▸ **Problem statement**
Leave the pictures out, and retype all of the material exactly as written.

---------- Records

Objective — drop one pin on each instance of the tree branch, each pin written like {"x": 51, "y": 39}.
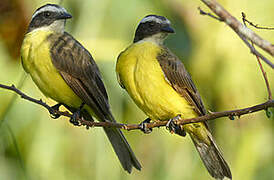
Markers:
{"x": 254, "y": 25}
{"x": 243, "y": 32}
{"x": 210, "y": 116}
{"x": 258, "y": 59}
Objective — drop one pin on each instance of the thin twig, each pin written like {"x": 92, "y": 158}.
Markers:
{"x": 209, "y": 14}
{"x": 254, "y": 25}
{"x": 243, "y": 32}
{"x": 207, "y": 117}
{"x": 258, "y": 59}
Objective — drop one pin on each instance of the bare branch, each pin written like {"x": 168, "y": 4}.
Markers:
{"x": 254, "y": 25}
{"x": 258, "y": 59}
{"x": 211, "y": 116}
{"x": 243, "y": 32}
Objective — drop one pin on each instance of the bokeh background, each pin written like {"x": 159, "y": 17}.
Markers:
{"x": 34, "y": 146}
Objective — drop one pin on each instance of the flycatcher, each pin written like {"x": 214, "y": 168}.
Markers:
{"x": 66, "y": 72}
{"x": 160, "y": 85}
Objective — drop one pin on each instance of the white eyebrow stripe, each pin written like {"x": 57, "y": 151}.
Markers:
{"x": 155, "y": 19}
{"x": 49, "y": 8}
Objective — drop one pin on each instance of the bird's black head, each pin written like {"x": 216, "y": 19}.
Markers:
{"x": 152, "y": 25}
{"x": 47, "y": 15}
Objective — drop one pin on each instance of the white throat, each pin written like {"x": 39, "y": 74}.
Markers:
{"x": 57, "y": 26}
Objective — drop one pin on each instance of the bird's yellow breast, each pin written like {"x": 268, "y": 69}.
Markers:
{"x": 142, "y": 76}
{"x": 37, "y": 62}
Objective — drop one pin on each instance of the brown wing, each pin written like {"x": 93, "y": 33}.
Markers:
{"x": 80, "y": 72}
{"x": 180, "y": 80}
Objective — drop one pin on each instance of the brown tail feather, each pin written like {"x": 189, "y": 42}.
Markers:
{"x": 120, "y": 145}
{"x": 211, "y": 157}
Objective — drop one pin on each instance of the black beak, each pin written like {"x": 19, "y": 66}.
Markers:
{"x": 65, "y": 16}
{"x": 167, "y": 29}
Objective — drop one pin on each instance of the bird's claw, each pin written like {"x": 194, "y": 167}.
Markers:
{"x": 143, "y": 126}
{"x": 76, "y": 116}
{"x": 54, "y": 108}
{"x": 74, "y": 119}
{"x": 175, "y": 128}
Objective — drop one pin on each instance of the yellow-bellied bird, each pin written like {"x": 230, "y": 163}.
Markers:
{"x": 66, "y": 72}
{"x": 159, "y": 84}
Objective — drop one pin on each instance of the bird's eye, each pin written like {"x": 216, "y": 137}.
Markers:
{"x": 151, "y": 24}
{"x": 47, "y": 14}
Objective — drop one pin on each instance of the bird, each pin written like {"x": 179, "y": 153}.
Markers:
{"x": 65, "y": 71}
{"x": 162, "y": 88}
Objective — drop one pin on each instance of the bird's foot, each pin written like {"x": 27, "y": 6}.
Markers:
{"x": 76, "y": 116}
{"x": 143, "y": 126}
{"x": 175, "y": 128}
{"x": 54, "y": 108}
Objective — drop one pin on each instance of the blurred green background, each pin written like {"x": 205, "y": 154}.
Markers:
{"x": 33, "y": 146}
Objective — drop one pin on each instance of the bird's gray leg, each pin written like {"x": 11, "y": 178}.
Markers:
{"x": 143, "y": 126}
{"x": 76, "y": 115}
{"x": 56, "y": 108}
{"x": 174, "y": 128}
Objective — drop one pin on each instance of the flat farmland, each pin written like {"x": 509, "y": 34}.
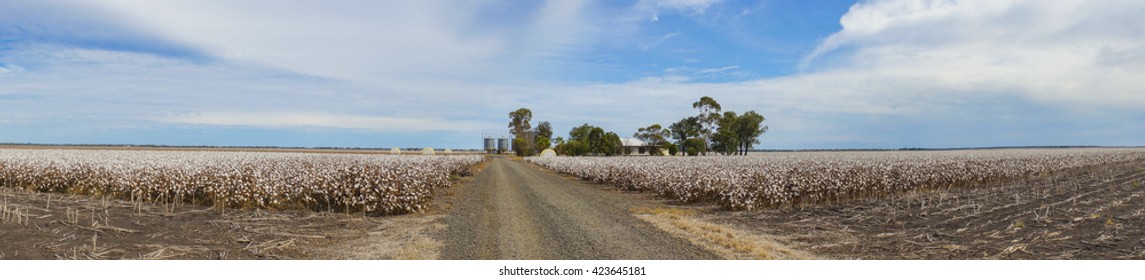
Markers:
{"x": 151, "y": 204}
{"x": 978, "y": 204}
{"x": 1026, "y": 204}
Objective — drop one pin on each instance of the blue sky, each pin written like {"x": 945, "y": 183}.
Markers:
{"x": 827, "y": 74}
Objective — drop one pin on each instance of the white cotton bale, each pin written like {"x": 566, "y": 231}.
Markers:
{"x": 547, "y": 153}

--------------------

▸ **Solution to this task**
Objective — drop one pin on each instance of the tree branch, each pin written like {"x": 51, "y": 39}.
Markers:
{"x": 254, "y": 25}
{"x": 243, "y": 32}
{"x": 210, "y": 116}
{"x": 258, "y": 59}
Objective — drop one pin on each instance of the thin twig, each pin written like {"x": 92, "y": 158}.
Markers:
{"x": 209, "y": 14}
{"x": 254, "y": 25}
{"x": 243, "y": 32}
{"x": 207, "y": 117}
{"x": 258, "y": 59}
Objective — drop one pin on each instance of the bare branch, each pin written like {"x": 168, "y": 4}.
Markers:
{"x": 254, "y": 25}
{"x": 258, "y": 59}
{"x": 211, "y": 116}
{"x": 243, "y": 32}
Objective — drop one pin on each instance of the bokeh background, each pin written like {"x": 159, "y": 17}.
Markers:
{"x": 34, "y": 146}
Objective — drop one pin on each instance of the flycatcher, each pin written like {"x": 214, "y": 168}.
Markers:
{"x": 66, "y": 72}
{"x": 160, "y": 85}
Objective — drop one pin on each instance of the white eyebrow stripe, each pin written like {"x": 57, "y": 151}.
Markers:
{"x": 155, "y": 19}
{"x": 49, "y": 8}
Objective — drop one pin on each instance of the bird's black head, each pin written like {"x": 216, "y": 19}.
Markers:
{"x": 152, "y": 25}
{"x": 47, "y": 15}
Objective — drop one pin on each instance of the white throat, each pin written like {"x": 39, "y": 74}.
Markers:
{"x": 57, "y": 26}
Objective — drop one pin on each instance of the bird's yellow breast, each pin written like {"x": 268, "y": 69}.
Markers:
{"x": 142, "y": 76}
{"x": 37, "y": 62}
Objective — drop one pin on each instance of the brown wing, each pin written like {"x": 93, "y": 33}.
Markers:
{"x": 80, "y": 72}
{"x": 180, "y": 80}
Objective — drop one pin on each instance of the brown tail feather, each pin written like {"x": 189, "y": 42}.
Markers:
{"x": 120, "y": 145}
{"x": 211, "y": 157}
Objective — drop one pin on each instance of the black beak, each pin written like {"x": 19, "y": 66}.
Markers:
{"x": 65, "y": 16}
{"x": 167, "y": 29}
Objective — drop one pin on each instance of the bird's claw, each pin written like {"x": 194, "y": 167}.
Markers:
{"x": 143, "y": 126}
{"x": 76, "y": 116}
{"x": 54, "y": 108}
{"x": 74, "y": 119}
{"x": 175, "y": 128}
Objective — drop one pin on each instance of the yellow-bellied bird, each pin written like {"x": 230, "y": 163}.
Markers:
{"x": 66, "y": 72}
{"x": 159, "y": 84}
Objective — drop one pin on each instance of the bird's eye, each pin written like {"x": 216, "y": 137}.
Markers:
{"x": 151, "y": 24}
{"x": 47, "y": 14}
Objective — drop one pin on each instance of the bird, each pin written like {"x": 179, "y": 153}.
Markers:
{"x": 65, "y": 71}
{"x": 162, "y": 88}
Objective — drop one pin on each instance of the bird's foot, each pin written like {"x": 27, "y": 6}.
Markers:
{"x": 76, "y": 116}
{"x": 143, "y": 126}
{"x": 175, "y": 128}
{"x": 54, "y": 108}
Objective — drop one pin on each instance of the blurred green background, each pin written like {"x": 205, "y": 154}.
Markers:
{"x": 33, "y": 146}
Objective — drop one pin on each instance of the bird's gray leg, each pin written like {"x": 11, "y": 178}.
Markers:
{"x": 143, "y": 126}
{"x": 76, "y": 115}
{"x": 56, "y": 108}
{"x": 174, "y": 128}
Objective — drop one pin on each instance of the flat farmland, each pin written like {"x": 509, "y": 34}.
Markers:
{"x": 151, "y": 204}
{"x": 978, "y": 204}
{"x": 1026, "y": 204}
Objective — drop one pin on each instance of the blue sky, each pin written like {"x": 945, "y": 183}.
Markers:
{"x": 827, "y": 74}
Objective — drop one pin on each instance of the white cotton bale, each pin written like {"x": 566, "y": 231}.
Markers:
{"x": 547, "y": 153}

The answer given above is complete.